SHORT EXERCISE. Put each line of the material below into a JSON list of strings, one string per line, skipping blank lines and leaving out the pictures.
************
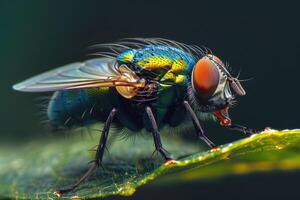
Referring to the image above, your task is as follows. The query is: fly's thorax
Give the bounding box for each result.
[116,64,146,99]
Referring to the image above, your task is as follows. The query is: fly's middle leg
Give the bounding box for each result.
[146,106,172,161]
[183,101,217,148]
[54,108,117,197]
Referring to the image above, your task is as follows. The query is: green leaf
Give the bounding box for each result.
[0,130,300,199]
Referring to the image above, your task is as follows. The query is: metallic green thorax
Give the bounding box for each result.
[48,45,196,130]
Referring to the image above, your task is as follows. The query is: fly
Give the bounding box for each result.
[13,38,255,196]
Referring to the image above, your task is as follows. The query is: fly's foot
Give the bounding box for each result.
[53,187,76,197]
[164,159,178,166]
[209,146,221,153]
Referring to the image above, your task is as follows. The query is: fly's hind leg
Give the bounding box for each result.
[54,108,117,196]
[146,106,173,162]
[183,101,217,149]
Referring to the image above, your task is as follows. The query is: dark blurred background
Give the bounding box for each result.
[0,0,300,199]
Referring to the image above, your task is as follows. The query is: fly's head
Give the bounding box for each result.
[191,54,246,112]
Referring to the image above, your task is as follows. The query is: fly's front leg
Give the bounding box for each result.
[54,108,117,197]
[183,101,217,148]
[146,106,172,161]
[213,107,258,135]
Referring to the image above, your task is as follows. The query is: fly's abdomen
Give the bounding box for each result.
[47,88,113,127]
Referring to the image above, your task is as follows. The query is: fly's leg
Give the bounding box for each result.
[183,101,217,148]
[146,106,172,161]
[214,107,258,135]
[226,124,259,135]
[54,108,117,197]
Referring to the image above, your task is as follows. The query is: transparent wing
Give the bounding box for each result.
[13,58,139,92]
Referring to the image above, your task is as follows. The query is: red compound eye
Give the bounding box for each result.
[193,55,223,99]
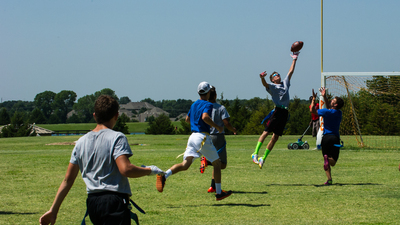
************
TASK OUTPUT.
[
  "Referring to the image above, your task is as follows. The query is: fly's thorax",
  "Give the bounding box for each result.",
  "[116,64,146,99]",
  "Referring to the image above, your task is as follows. The query is: fly's middle leg",
  "Give the bounding box for each result.",
  "[146,106,172,161]",
  "[183,101,217,148]",
  "[54,108,117,197]",
  "Referring to the image above, your task is as follows. The query is: green leaf",
  "Give the bounding box for each result.",
  "[0,130,300,199]",
  "Referring to the image above, your task is as follows. The query is: metallic green thorax",
  "Give the bounding box for each result.",
  "[48,45,196,130]",
  "Referring to the image above, your task is as follows. The query is: fly",
  "Give the bounding box for each result.",
  "[13,38,255,196]",
  "Referring to the image above, your task is as follows. The query is: fly's foot",
  "Give the bounding box for each result.",
  "[53,187,76,197]",
  "[164,159,178,166]",
  "[209,146,221,153]",
  "Referring to the image above, your task is as follows. The query is: fly's hind leg",
  "Give the bounding box for each result.",
  "[54,108,117,196]",
  "[146,106,173,162]",
  "[183,101,217,149]",
  "Referring to the image above, your task is as follows. The query is: dark blurred background",
  "Give the bounding box for each result.",
  "[0,0,300,199]",
  "Referring to the image above, your task is as follows. The query is: fly's head",
  "Give the bounding box for each result.",
  "[191,54,246,112]",
  "Referring to the image above, your task is as follows. The query is: fly's front leg",
  "Give the bounding box for each result.",
  "[54,108,117,197]",
  "[183,101,217,148]",
  "[146,106,172,161]",
  "[213,107,258,135]",
  "Referring to the image above, your task is as follows. The query is: fly's abdomen",
  "Give the bounding box for each result.",
  "[47,88,113,127]",
  "Referring to the image above, your task is as follows. The query is: fly's leg",
  "Give the bounding box for each result.",
  "[183,101,217,148]",
  "[146,106,172,161]",
  "[214,107,258,135]",
  "[226,124,259,135]",
  "[54,108,117,197]",
  "Referring to the image above, your task is as follows. The query is: transparent wing",
  "Give the bounding box for each result.",
  "[13,58,139,92]",
  "Referring to the image above, your task is as follows. The query is: red compound eye",
  "Give the bounding box for each result.",
  "[193,55,223,99]"
]